▶ [REQUIREMENT 1]
Can you reproduce the text on ReCodEx evaluation stages between "## Case study" and "programming.", inclusive?
▶ [REQUIREMENT 2]
Could you carry on the ReCodEx case study beyond its last sentence?

Other logs (stored in log dir) can be created. They do not have to be declared in advance, but they are specified at each task (if its output is going to a log) and created once some task produces an output that goes to the log.
## Case study
We present some of the courses that might use ReCodEx to evaluate homework
assignments and outline the setup of the evaluation with respect to the concept
of stages.
### Simple programming exercises
For example introductory programming courses such as Programming I or Java
programming.
In the simplest case we only need one stage that builds the program and passes
the test inputs to its standard input. We will use the C language for this
example. The build command is `gcc source.c`, the test command is `./a.out`.
### Compiler principles
This course uses multiple tools in a pipeline-like fashion - for example `flex`
and `bison`.
We create a stage for each of the steps of this pipeline - we run flex and test
the output, then we run bison and do the same.
### XML technologies
In this course, students choose a topic they model using XML - for example a
library or a bulletin board. During the semester, they expand this project by
adding XSLT transformations, XQuery scripts, XPath queries, etc. These are
tested against fixed requirements (e.g. using some particular language
constructs).
This course already has a rather sophisticated application for testing homework
assignments, so we only include it for demonstration purposes.
Because every assignment focuses on a different technology, we would need a new
type of stage for each one. These stages would only run some checker programs
against the submitted sources (and possibly try to check their syntax etc.).

▶ [DATASET RECORDS]
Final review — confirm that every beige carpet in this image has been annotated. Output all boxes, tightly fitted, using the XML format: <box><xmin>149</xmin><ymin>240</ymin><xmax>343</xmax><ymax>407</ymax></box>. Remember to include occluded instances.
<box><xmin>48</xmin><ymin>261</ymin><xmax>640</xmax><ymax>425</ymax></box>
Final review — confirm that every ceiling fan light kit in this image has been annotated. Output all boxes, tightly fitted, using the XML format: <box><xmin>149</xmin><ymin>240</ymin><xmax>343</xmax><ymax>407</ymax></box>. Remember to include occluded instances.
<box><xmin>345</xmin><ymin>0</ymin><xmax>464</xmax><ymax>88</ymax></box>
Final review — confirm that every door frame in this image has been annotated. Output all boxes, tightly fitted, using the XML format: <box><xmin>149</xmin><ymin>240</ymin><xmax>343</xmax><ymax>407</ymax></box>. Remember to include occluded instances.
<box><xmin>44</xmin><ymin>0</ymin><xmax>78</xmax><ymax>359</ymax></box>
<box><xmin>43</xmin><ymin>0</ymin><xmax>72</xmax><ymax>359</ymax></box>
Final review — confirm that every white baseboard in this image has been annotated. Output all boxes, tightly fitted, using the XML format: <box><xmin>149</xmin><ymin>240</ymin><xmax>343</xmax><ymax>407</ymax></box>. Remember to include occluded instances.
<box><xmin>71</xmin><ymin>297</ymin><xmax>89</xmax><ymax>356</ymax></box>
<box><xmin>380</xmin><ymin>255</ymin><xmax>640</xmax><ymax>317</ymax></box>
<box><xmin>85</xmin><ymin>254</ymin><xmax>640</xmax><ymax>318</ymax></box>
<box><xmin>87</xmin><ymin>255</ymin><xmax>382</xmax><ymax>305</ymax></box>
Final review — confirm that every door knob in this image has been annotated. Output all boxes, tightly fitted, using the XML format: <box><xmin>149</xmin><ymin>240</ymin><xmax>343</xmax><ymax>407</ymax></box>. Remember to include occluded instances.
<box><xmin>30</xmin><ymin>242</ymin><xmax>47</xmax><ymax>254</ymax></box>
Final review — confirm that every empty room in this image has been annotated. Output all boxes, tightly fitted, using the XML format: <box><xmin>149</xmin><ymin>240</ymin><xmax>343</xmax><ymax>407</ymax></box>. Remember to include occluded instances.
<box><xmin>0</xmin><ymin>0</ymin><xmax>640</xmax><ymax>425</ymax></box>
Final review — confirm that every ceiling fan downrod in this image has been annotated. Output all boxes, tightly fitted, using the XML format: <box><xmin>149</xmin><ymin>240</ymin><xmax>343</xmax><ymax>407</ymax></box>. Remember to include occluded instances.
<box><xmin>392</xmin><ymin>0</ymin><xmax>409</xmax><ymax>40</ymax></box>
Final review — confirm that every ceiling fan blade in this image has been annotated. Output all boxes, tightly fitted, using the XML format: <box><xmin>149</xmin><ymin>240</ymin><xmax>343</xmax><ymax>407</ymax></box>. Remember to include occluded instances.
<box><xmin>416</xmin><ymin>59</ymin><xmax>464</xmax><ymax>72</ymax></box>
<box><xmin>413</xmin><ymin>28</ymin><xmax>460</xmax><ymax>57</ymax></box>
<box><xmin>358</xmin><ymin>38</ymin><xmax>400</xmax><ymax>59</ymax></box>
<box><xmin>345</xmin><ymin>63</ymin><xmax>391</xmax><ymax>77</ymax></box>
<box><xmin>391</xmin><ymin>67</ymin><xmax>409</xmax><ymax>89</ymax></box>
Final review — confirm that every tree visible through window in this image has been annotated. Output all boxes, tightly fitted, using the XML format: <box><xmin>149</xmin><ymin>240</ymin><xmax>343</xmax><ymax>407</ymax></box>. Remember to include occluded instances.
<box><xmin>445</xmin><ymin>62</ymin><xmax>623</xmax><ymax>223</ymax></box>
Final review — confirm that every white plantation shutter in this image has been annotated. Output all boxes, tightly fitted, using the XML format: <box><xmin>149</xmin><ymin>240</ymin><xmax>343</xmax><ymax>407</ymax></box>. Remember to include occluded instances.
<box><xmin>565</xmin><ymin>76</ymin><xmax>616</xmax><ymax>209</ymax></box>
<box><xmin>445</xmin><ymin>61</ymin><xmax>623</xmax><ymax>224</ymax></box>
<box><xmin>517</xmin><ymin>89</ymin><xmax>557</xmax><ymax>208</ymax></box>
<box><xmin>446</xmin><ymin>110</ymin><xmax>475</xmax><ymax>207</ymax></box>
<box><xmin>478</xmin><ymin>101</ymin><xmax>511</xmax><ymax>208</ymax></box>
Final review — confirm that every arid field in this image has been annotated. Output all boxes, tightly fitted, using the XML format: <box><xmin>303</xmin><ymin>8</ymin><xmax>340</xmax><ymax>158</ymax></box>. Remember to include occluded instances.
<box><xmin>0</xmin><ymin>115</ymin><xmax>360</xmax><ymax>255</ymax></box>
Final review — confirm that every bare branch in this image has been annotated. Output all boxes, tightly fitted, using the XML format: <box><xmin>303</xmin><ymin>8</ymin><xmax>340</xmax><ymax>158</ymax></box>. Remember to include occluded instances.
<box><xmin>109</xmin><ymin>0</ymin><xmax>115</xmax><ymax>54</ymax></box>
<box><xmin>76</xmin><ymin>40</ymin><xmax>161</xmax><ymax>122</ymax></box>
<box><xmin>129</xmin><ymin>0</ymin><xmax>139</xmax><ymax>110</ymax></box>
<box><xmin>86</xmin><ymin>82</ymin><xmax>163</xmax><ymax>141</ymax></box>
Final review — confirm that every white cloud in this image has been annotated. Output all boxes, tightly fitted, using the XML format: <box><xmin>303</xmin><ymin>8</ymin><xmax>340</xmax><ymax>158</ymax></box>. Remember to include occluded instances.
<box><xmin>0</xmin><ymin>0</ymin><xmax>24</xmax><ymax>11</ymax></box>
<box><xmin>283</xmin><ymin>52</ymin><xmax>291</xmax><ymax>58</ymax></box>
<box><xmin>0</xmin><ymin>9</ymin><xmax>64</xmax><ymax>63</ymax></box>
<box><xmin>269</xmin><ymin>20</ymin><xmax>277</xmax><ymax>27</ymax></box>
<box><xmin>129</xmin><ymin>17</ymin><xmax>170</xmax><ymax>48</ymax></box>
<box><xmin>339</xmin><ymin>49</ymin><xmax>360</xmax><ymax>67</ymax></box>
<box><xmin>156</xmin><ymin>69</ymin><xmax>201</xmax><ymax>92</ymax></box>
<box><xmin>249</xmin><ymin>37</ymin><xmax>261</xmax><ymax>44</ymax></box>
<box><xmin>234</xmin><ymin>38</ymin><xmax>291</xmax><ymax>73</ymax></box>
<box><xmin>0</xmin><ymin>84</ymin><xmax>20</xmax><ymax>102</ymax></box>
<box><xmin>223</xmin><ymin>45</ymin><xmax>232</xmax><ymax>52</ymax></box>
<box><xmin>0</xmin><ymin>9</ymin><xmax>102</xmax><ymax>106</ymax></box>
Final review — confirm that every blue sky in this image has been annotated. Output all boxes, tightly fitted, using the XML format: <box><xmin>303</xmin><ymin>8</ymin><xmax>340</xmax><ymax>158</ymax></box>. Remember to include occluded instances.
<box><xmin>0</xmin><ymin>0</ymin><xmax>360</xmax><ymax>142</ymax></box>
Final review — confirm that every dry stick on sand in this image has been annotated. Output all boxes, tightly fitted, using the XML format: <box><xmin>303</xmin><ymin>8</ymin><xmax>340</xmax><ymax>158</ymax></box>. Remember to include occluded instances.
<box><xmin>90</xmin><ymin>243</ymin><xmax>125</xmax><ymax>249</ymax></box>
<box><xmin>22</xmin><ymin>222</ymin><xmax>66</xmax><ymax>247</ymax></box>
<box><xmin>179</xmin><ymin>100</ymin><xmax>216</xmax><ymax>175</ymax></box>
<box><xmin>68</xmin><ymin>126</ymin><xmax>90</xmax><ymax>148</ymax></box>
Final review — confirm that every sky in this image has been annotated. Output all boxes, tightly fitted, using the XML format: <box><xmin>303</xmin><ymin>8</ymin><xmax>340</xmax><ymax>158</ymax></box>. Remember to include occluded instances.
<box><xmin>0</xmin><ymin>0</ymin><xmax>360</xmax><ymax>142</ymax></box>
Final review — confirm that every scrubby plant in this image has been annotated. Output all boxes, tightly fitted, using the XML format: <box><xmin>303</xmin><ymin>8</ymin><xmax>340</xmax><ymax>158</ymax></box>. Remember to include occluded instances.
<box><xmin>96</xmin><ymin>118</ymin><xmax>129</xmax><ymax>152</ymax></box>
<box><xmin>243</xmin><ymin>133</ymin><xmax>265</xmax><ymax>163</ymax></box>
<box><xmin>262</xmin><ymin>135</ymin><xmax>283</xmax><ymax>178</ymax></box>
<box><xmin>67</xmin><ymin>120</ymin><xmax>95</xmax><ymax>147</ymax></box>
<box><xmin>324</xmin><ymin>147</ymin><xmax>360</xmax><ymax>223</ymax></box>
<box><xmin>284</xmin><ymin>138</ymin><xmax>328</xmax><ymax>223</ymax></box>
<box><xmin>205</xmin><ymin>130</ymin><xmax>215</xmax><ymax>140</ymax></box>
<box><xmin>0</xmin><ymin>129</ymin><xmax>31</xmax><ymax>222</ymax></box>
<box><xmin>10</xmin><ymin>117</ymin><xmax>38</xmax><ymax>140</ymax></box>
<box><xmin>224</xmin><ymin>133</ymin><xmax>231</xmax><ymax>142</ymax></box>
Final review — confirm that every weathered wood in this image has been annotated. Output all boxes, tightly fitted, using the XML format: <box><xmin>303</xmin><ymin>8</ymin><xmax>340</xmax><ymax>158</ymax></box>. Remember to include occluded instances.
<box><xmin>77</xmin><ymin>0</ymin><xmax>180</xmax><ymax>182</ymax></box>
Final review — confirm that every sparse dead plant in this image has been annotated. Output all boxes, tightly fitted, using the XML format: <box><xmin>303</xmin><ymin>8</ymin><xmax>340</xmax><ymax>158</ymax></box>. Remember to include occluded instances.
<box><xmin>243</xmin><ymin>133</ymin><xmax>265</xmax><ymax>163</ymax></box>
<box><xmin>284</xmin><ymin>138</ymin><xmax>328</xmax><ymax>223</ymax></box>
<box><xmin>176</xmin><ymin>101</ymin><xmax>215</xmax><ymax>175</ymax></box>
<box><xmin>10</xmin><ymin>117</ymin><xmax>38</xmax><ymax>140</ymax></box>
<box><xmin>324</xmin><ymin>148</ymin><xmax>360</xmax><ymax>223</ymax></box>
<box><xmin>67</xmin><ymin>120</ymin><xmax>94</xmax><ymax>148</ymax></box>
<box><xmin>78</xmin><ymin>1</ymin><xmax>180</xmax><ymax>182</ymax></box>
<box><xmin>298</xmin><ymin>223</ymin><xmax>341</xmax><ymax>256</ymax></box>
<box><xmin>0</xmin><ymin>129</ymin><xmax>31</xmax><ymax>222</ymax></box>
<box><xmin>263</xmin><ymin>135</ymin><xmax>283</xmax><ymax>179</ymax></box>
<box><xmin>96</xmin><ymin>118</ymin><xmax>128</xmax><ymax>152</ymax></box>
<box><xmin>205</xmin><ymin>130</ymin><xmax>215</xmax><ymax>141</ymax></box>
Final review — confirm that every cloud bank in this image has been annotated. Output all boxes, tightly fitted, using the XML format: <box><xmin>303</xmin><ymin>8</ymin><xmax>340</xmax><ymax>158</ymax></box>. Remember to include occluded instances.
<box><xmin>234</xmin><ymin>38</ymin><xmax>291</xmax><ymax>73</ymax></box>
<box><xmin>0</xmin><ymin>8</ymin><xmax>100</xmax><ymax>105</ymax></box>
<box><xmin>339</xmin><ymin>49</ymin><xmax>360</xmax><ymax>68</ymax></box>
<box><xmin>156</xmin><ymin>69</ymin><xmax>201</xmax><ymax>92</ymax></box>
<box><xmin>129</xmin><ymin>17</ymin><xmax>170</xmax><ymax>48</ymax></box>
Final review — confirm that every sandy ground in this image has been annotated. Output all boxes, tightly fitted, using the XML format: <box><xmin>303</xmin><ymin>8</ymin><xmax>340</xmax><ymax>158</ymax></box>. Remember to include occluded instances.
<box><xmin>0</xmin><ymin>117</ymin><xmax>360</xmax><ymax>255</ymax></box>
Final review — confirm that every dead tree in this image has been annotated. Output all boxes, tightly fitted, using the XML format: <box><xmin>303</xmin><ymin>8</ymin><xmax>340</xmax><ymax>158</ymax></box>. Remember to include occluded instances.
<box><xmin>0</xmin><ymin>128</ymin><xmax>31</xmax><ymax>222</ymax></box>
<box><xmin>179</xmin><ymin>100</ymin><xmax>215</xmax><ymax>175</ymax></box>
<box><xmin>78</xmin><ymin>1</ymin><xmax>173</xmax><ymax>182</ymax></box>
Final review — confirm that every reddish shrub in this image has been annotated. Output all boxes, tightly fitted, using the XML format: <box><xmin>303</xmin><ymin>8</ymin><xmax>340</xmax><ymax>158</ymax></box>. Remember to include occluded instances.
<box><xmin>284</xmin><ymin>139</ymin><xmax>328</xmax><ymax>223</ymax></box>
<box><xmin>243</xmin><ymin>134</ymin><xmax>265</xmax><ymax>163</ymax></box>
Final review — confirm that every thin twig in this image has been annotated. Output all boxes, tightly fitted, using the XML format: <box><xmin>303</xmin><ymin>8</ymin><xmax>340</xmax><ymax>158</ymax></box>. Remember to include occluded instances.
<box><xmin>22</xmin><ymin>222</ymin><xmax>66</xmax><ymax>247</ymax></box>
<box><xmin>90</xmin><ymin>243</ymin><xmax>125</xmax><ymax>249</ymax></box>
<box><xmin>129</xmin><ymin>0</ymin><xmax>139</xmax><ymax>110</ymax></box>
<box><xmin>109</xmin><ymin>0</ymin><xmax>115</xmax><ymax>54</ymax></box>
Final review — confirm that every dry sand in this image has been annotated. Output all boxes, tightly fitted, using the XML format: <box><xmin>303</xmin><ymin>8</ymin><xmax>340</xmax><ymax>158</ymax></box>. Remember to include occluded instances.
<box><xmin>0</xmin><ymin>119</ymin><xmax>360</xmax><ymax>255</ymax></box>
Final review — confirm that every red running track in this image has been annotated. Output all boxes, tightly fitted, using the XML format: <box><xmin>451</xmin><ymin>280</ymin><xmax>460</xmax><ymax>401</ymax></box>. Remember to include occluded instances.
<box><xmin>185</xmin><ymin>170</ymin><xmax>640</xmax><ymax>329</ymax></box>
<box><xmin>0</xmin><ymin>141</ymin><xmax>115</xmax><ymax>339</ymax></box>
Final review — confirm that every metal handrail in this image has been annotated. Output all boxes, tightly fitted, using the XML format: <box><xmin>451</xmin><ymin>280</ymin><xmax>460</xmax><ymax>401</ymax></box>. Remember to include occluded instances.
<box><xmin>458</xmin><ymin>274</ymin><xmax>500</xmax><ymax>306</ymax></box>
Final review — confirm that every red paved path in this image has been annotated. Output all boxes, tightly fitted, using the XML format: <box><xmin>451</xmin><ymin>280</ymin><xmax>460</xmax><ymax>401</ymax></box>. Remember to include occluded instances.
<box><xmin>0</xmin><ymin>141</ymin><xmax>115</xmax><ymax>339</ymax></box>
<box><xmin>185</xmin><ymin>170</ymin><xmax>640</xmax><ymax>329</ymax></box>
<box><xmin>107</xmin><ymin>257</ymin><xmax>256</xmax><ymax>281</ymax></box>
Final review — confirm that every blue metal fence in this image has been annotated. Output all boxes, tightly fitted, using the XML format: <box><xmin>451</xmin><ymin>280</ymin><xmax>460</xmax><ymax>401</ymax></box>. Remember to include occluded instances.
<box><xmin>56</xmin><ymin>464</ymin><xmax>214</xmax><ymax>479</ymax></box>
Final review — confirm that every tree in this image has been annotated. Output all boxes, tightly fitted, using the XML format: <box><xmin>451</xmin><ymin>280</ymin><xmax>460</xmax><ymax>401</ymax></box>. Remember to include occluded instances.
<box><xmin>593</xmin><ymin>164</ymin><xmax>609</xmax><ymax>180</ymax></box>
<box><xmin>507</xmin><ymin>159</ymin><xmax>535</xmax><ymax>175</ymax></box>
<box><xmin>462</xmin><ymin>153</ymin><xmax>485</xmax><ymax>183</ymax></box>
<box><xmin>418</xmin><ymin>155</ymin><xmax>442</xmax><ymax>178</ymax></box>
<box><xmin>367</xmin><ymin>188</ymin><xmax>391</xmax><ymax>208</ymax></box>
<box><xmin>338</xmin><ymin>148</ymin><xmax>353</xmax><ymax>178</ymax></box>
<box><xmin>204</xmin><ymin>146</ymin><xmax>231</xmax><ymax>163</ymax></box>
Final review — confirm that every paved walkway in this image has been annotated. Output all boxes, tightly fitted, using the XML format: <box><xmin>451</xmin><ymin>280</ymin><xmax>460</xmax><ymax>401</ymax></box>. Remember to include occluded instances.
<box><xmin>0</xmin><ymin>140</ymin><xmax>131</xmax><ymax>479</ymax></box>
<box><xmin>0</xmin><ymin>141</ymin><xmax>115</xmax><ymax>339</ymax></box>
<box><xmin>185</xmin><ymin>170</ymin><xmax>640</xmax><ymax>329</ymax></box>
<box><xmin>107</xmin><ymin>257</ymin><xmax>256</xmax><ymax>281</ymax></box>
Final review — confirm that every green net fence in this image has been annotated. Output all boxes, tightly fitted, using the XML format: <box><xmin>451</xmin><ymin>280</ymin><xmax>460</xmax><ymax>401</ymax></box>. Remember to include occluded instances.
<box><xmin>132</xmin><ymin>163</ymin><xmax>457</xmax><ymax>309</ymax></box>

▶ [RIGHT ANSWER 1]
## Case study
We present some of the courses that might use ReCodEx to evaluate homework
assignments and outline the setup of the evaluation with respect to the concept
of stages.
### Simple programming exercises
For example introductory programming courses such as Programming I or Java
programming.

▶ [RIGHT ANSWER 2]
### Non-procedural programming
This course is different from other programming courses, because it only teaches
input/output manipulation by the end of the semester. In their assignments,
students are mostly required to write a function/predicate that behaves
according to a specification (e.g. appends an item at the end of a list).
Due to this, we need to take the function submitted by a student and combine it
with a snippet of code that reads the standard input and calls the submitted
function. This could be achieved by setting the build command.
### Operating systems
The operating systems course requires students to work on a simple OS kernel
that is then run in a MIPS simulator called `msim`. There are various tests that
check if the student's implementation of core OS mechanisms is correct. These
tests are compiled into the kernel.
Each of these tests could be represented by a stage that compiles the kernel
with the test and then runs it against different configurations of `msim`.